» Work to complete
Update the listing below by replacing "photograph" with "image" and keeping everything else the same. Leave the pictures out of your answer.

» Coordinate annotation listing
__________________________________________________

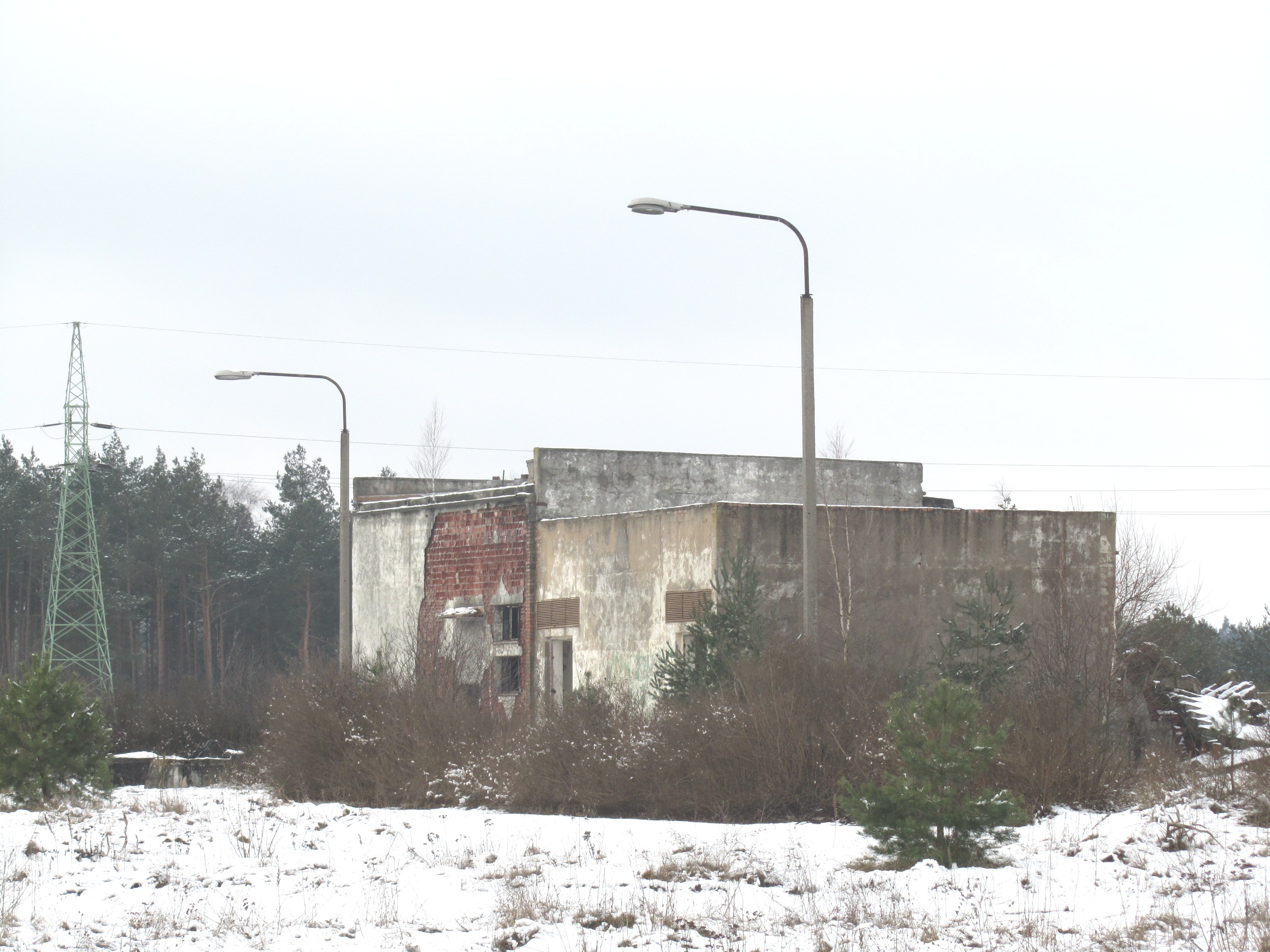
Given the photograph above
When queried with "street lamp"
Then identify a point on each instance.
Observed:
(659, 206)
(346, 536)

__________________________________________________

» Task answer
Given the image above
When queried with "street lamp"
Then identify a point on each instance.
Observed:
(659, 206)
(346, 536)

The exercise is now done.